### What the exercise asks
In the records below, find the line containing "Shelf-audit tagging: put a marker on the green bush, one" and the line containing "Shelf-audit tagging: put a marker on the gravel"; please repeat exactly the lines from one to the other, both included, and nothing more.

### Task input
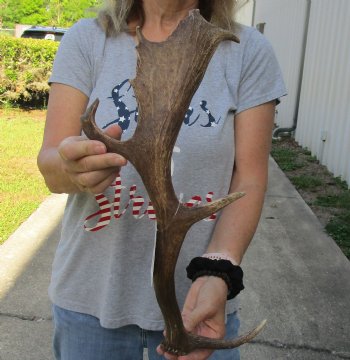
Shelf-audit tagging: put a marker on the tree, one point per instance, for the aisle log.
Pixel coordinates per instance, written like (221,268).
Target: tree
(46,12)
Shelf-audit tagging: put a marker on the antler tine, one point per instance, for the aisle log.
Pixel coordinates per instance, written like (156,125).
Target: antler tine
(92,131)
(195,214)
(200,342)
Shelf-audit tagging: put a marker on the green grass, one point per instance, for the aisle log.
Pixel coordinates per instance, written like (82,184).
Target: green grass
(306,182)
(329,193)
(22,188)
(339,229)
(287,159)
(341,200)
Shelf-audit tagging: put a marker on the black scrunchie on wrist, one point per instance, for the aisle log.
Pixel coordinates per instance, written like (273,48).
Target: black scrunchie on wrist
(231,274)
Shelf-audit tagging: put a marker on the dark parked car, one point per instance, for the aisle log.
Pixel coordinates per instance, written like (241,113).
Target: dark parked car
(43,32)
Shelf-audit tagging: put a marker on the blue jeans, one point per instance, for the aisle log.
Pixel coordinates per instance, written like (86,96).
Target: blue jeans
(81,337)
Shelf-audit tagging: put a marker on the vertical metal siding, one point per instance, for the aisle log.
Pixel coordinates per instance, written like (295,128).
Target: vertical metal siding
(324,112)
(244,12)
(285,29)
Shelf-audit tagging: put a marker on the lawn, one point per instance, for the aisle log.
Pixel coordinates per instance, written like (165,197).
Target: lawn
(22,187)
(327,196)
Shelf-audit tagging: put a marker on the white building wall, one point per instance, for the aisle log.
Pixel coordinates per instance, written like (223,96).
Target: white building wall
(245,12)
(285,28)
(324,112)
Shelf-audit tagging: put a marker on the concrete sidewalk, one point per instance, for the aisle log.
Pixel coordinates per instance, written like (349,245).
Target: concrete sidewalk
(295,276)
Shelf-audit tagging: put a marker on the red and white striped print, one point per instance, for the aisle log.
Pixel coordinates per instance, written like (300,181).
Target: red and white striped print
(107,210)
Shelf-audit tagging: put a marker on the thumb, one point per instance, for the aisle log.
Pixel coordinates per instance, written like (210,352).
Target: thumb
(193,318)
(114,131)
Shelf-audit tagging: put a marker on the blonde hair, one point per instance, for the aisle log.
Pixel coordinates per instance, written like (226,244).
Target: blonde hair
(115,14)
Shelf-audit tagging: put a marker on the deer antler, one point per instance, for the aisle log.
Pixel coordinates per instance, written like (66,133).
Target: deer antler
(168,74)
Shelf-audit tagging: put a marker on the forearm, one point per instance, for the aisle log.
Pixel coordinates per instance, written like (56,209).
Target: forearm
(238,222)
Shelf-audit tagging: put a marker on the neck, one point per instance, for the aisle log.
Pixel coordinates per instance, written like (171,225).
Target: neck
(163,16)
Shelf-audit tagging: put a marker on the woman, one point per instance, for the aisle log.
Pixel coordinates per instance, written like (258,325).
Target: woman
(104,304)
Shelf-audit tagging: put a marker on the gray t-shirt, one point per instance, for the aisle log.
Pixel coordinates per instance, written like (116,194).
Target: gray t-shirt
(104,259)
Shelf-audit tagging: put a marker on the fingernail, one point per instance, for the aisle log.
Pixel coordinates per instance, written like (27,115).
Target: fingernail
(100,149)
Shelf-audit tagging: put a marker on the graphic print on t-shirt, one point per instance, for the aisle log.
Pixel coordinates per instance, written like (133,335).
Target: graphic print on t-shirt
(126,115)
(137,206)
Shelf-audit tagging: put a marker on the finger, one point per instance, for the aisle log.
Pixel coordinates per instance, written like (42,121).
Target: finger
(114,131)
(77,147)
(98,185)
(97,162)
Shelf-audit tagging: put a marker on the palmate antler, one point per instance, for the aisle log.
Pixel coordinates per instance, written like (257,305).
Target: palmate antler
(168,74)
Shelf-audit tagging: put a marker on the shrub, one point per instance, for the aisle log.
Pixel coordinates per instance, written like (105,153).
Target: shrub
(25,67)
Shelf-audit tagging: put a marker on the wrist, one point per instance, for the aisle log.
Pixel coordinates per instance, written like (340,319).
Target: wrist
(220,256)
(224,269)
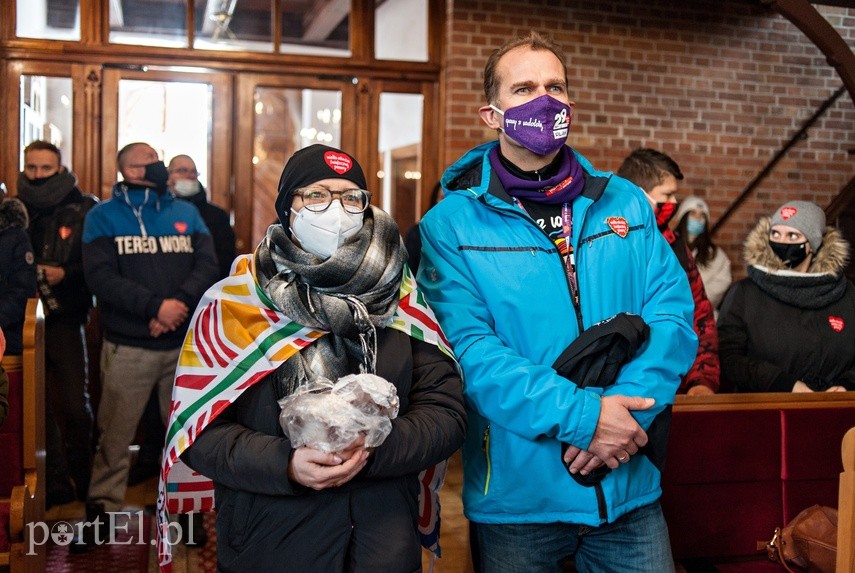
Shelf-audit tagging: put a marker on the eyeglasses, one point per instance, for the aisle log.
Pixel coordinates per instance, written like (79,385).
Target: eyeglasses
(184,171)
(318,199)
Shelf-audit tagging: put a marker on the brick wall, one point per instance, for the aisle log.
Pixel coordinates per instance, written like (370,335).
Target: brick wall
(720,86)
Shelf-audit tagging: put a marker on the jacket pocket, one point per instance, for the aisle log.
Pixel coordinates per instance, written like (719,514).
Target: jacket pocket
(241,510)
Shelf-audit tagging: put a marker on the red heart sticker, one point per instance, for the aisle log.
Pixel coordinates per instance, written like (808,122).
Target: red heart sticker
(788,212)
(618,225)
(836,323)
(338,162)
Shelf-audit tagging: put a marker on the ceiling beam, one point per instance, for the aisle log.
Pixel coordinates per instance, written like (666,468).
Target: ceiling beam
(325,17)
(823,35)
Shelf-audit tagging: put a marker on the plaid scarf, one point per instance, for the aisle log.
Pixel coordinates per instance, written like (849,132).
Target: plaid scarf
(349,295)
(238,335)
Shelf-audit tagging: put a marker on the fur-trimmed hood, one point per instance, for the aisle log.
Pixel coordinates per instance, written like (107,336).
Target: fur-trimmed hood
(831,258)
(13,214)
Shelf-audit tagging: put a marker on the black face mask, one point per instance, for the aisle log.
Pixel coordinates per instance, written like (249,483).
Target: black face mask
(157,173)
(791,253)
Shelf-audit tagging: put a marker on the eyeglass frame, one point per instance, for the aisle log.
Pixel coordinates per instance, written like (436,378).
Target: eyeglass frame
(185,171)
(300,193)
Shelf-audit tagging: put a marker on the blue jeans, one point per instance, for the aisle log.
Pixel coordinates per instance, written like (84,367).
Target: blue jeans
(636,542)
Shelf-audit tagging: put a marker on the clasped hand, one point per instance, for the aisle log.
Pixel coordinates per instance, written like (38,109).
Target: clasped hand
(321,470)
(617,437)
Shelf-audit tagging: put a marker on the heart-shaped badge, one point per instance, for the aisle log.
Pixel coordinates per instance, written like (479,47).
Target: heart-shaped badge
(836,323)
(788,212)
(618,225)
(338,162)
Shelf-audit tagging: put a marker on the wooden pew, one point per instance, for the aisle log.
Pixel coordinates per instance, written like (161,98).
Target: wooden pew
(846,507)
(740,465)
(26,502)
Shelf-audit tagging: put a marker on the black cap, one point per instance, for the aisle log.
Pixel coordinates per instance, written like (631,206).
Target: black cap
(312,164)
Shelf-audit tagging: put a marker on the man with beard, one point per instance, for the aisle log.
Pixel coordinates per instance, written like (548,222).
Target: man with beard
(57,209)
(148,258)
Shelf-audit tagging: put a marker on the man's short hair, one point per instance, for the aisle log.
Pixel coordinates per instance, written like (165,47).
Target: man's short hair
(648,167)
(40,145)
(533,41)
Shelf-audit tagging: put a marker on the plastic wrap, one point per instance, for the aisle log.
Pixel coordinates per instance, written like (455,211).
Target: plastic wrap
(330,416)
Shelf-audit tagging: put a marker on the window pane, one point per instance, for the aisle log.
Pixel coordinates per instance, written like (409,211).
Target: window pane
(46,114)
(321,28)
(286,120)
(173,117)
(48,19)
(148,23)
(401,154)
(401,30)
(233,25)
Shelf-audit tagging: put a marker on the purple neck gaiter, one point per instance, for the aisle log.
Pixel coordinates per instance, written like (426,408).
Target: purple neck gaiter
(563,187)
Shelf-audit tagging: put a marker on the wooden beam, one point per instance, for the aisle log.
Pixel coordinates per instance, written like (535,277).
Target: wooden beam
(806,18)
(319,23)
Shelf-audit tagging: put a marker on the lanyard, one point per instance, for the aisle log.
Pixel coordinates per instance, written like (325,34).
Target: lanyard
(570,257)
(565,247)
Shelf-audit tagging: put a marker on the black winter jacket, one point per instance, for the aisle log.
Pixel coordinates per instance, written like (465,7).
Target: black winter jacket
(57,233)
(777,326)
(17,273)
(217,221)
(267,523)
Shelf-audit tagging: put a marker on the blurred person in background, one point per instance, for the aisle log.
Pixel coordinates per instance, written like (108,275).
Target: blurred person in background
(790,325)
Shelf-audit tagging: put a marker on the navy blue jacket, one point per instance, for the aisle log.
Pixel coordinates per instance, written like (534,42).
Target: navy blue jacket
(139,248)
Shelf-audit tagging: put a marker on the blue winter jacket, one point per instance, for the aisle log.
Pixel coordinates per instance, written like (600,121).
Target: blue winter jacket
(498,287)
(140,248)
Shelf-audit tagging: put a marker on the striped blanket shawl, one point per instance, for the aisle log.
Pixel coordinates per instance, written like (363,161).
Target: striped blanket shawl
(236,337)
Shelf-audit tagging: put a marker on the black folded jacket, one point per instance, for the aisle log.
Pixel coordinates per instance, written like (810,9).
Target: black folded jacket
(594,359)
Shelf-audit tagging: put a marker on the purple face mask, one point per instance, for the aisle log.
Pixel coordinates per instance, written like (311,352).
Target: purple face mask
(540,125)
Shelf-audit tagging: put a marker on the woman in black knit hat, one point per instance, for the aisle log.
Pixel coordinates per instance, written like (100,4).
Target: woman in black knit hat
(335,265)
(790,325)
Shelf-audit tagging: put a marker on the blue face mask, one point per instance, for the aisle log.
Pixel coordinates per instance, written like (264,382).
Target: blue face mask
(695,227)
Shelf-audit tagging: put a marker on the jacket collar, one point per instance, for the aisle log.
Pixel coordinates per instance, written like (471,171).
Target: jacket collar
(471,170)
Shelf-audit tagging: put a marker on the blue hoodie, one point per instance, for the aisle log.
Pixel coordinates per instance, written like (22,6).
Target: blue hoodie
(139,248)
(499,289)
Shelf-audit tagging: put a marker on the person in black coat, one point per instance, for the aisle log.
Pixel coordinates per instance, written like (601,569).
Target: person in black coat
(57,209)
(184,183)
(334,264)
(17,272)
(790,325)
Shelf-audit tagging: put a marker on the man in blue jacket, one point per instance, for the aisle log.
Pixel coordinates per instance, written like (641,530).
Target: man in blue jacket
(530,247)
(148,259)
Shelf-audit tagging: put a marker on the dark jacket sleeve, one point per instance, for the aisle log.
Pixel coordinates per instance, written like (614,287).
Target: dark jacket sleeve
(73,266)
(205,268)
(706,370)
(19,280)
(4,395)
(242,458)
(434,425)
(224,240)
(740,371)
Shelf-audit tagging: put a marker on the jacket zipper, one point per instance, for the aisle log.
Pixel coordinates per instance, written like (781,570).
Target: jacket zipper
(485,447)
(601,502)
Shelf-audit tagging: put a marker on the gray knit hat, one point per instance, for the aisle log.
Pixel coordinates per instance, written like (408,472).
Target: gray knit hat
(804,216)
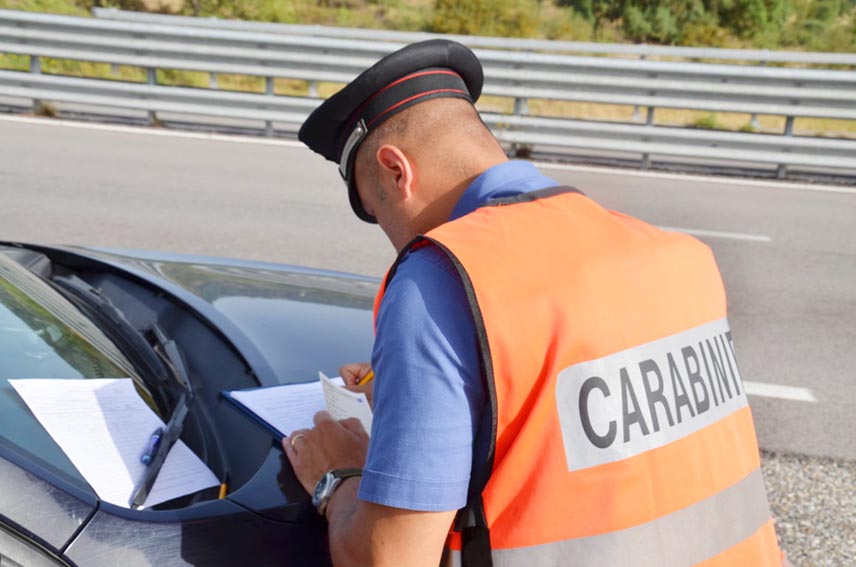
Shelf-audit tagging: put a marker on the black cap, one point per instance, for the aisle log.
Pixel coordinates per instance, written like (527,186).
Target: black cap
(417,73)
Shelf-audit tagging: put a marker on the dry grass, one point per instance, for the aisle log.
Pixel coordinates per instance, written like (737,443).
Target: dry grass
(552,108)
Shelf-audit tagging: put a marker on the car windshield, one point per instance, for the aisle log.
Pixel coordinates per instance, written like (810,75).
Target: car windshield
(43,336)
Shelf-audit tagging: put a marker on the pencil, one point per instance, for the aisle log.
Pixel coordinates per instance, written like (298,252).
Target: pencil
(366,379)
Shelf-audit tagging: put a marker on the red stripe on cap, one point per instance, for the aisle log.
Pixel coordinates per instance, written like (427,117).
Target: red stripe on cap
(358,111)
(414,97)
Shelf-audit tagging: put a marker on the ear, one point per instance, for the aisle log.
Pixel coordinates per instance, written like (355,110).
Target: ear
(396,166)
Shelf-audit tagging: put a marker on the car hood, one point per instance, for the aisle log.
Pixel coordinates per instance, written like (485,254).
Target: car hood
(284,319)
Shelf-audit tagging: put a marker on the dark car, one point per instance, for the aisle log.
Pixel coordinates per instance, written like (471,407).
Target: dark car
(77,313)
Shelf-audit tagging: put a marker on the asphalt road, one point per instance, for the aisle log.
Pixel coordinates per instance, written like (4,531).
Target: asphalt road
(787,253)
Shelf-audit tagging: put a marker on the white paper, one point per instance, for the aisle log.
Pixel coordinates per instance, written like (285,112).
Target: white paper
(103,426)
(288,407)
(292,406)
(342,403)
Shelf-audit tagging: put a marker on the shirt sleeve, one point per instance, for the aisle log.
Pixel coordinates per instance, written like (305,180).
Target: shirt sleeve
(428,392)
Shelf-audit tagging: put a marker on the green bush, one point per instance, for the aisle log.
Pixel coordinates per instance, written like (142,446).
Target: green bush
(707,122)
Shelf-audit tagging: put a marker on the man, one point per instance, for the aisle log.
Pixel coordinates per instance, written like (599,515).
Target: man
(561,374)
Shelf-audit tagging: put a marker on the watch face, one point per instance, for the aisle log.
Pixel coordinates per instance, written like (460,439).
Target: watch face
(322,488)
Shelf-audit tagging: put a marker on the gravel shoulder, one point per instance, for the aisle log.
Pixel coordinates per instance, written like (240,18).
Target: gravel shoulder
(814,506)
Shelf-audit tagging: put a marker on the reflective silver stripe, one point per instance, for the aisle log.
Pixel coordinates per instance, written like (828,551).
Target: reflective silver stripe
(683,538)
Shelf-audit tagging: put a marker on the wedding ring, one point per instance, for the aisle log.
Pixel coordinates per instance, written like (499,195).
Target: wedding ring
(295,438)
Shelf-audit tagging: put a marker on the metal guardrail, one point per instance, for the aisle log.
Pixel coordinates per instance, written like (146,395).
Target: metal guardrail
(512,74)
(554,46)
(791,151)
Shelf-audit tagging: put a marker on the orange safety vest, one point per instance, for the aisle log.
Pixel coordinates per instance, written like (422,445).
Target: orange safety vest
(622,435)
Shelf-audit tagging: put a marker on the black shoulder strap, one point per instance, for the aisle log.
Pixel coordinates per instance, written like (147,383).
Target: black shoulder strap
(470,520)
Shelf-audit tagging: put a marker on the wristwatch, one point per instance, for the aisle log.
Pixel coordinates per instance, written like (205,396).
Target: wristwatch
(328,484)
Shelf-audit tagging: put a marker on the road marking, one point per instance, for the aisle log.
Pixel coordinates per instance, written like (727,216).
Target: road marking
(719,234)
(792,393)
(543,165)
(148,131)
(699,178)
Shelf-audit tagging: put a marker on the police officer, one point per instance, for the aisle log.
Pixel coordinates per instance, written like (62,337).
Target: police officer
(556,383)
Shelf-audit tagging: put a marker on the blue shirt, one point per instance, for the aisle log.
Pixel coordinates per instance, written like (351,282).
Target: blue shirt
(428,394)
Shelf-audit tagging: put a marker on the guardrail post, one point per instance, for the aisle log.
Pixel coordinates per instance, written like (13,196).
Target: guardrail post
(782,171)
(649,121)
(753,120)
(269,91)
(36,69)
(152,79)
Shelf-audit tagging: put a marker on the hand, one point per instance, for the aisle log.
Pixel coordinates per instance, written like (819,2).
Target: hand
(329,445)
(353,373)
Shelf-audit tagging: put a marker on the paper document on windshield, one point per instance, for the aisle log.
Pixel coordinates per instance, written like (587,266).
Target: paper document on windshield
(286,408)
(104,426)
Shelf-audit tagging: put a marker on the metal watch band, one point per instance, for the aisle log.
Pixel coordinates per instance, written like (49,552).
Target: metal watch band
(330,482)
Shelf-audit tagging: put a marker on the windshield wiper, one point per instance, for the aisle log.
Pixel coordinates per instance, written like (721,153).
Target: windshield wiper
(104,314)
(172,431)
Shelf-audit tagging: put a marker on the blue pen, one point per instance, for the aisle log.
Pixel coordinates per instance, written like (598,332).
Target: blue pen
(152,446)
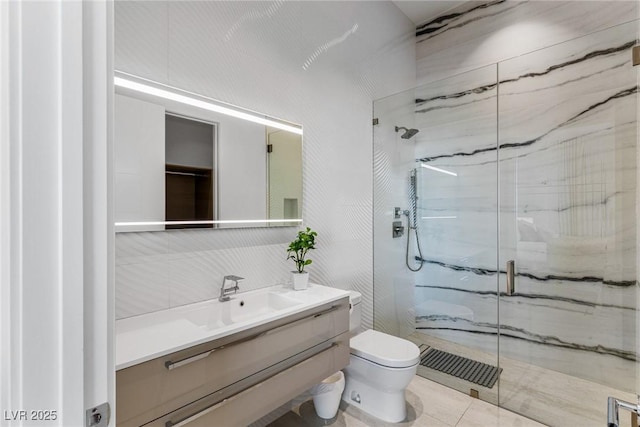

### Exercise result
Shelf-audit tagging: put a marker on the green bush, one point per instance, for the aisle log.
Pixel coordinates per instance, written like (142,446).
Target: green bush
(707,122)
Shelf-audit tagging: put a marker on the man, one point per instance, for the aisle log.
Pixel coordinates per instance, written like (599,515).
Target: man
(561,374)
Shelf-audit tagging: put a marker on the watch face, one point per instance, for the aisle log.
Pixel coordinates per instance, written like (460,439).
Target: watch face
(322,488)
Shelf-audit tagging: put a marker on the gravel shoulder, one point per instance, for the aisle log.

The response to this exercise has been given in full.